[Data listing]
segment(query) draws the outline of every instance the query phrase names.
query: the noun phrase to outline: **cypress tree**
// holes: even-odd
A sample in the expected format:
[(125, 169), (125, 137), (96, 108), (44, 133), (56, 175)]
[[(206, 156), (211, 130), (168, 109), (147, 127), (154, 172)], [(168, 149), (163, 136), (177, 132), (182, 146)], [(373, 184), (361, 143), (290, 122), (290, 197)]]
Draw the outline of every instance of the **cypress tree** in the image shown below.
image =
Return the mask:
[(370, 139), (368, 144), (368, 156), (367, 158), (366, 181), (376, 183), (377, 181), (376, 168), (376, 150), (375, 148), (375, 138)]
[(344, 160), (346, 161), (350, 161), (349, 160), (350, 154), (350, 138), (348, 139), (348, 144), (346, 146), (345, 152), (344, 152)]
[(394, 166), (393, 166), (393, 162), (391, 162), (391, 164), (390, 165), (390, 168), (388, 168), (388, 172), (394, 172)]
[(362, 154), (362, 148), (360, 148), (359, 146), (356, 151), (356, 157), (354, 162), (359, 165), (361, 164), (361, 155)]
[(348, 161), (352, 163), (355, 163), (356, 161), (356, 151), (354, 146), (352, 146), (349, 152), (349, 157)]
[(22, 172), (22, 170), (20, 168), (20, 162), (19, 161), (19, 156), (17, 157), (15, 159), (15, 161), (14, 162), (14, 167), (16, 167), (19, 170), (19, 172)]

Task.
Rewrite the material from its first line through the line containing "[(125, 169), (125, 137), (96, 108), (44, 133), (56, 175)]", inclusive, as a Markdown table with the columns Row and Line text, leaving out blank lines.

Full response.
| Row | Line text |
|---|---|
| 1 | segment(query) draws the outline of every instance the query phrase names. |
| 2 | query: the noun phrase to outline: **cypress tree** |
| 3 | // holes: even-odd |
| 4 | A sample in the expected format: |
| 5 | [(125, 169), (125, 137), (96, 108), (44, 133), (56, 175)] |